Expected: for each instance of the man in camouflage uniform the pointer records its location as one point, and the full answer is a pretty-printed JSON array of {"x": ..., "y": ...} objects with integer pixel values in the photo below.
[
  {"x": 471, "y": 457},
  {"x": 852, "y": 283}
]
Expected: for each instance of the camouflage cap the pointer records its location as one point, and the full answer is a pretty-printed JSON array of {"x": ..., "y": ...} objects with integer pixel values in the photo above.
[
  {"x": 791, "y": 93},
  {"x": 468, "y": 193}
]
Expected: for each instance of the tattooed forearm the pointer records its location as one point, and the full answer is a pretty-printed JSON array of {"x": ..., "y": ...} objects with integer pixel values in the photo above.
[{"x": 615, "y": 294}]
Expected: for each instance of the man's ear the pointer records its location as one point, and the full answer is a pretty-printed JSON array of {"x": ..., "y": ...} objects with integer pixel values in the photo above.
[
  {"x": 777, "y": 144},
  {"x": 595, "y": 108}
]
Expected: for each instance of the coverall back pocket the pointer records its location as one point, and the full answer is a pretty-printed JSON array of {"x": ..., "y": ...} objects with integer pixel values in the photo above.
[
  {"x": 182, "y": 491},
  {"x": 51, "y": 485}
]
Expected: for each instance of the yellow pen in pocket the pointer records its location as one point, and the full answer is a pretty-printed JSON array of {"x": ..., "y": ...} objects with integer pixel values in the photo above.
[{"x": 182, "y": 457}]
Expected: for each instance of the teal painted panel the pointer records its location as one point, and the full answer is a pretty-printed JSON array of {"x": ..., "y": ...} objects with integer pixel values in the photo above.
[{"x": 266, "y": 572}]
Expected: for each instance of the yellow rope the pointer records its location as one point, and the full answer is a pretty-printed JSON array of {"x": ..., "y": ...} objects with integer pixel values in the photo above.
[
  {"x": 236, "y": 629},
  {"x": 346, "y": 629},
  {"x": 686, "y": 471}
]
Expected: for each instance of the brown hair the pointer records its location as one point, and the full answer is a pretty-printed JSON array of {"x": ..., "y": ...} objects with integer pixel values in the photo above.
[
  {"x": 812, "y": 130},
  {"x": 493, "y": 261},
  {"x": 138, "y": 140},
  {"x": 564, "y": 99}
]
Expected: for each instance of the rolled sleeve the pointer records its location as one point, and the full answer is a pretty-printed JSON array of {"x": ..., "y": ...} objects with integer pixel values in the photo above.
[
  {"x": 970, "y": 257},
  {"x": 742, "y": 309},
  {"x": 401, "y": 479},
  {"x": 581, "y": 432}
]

-- -- --

• [Assignment]
Write out every entry verbatim.

• [The answer]
Expected: for each instance of the man in camouflage uniform the pointer records its location as one point, and the full answer is a pretty-printed JSON array of {"x": ..., "y": ...} objects with integer pixel values in the photo below.
[
  {"x": 471, "y": 457},
  {"x": 852, "y": 283}
]
Expected: for each instance of the camouflage cap the pointer records its location as one point, and the full answer is a pretty-printed JSON array of {"x": ..., "y": ...} objects with integer pixel values in the photo above.
[
  {"x": 791, "y": 93},
  {"x": 468, "y": 193}
]
Expected: for each instance of the tattooed forearm the pointer records its location as one point, and the full answer is a pretty-printed JSON array of {"x": ..., "y": ...} objects with integer pixel values in the photo above.
[{"x": 615, "y": 294}]
Expected: for each instance of the man's ear the pointer records its location as one point, and the full answer is a pretty-printed JSON array of {"x": ..., "y": ...} objects with integer pixel values in the photo above.
[
  {"x": 777, "y": 144},
  {"x": 595, "y": 108}
]
Expected: for each instance of the coverall back pocket the pointer records its location as one point, and the full answer is a pretty-printed JSON array of {"x": ..., "y": ...} objects with integer pixel values in the photo above.
[
  {"x": 182, "y": 491},
  {"x": 51, "y": 485}
]
Expected: for each instance of the yellow pen in pocket the pointer records its location as one point, and the full answer is a pretty-printed JSON array of {"x": ..., "y": ...} objects with integer pixel values in the photo above.
[{"x": 182, "y": 457}]
Expected: for each instance of the teal painted panel the pointer records its location as one point, and the full answer is a pretty-printed JSON array of {"x": ..., "y": ...} objects with integer pixel values in the photo above.
[{"x": 266, "y": 572}]
Expected: for each instance of the yellow rope the pointer records its location as one point, and the full answer is a pretty-printed JSON array of {"x": ..., "y": ...} objects with integer pixel values in the photo above.
[
  {"x": 236, "y": 629},
  {"x": 346, "y": 629},
  {"x": 686, "y": 471}
]
Expected: for each instance of the brown hair the pointer records its location as one point, and the full answer is a pretty-printed JSON array of {"x": ..., "y": ...} objects with integer pixel values in the photo above.
[
  {"x": 812, "y": 130},
  {"x": 493, "y": 261},
  {"x": 138, "y": 140},
  {"x": 564, "y": 99}
]
Expected: for each instance of the rolled sleeve the pointer records its location as one point, and the full answer is a pretty-printed JSON array of {"x": ..., "y": ...} objects with integer pixel values in the photo above.
[
  {"x": 970, "y": 257},
  {"x": 742, "y": 309},
  {"x": 401, "y": 479},
  {"x": 581, "y": 432}
]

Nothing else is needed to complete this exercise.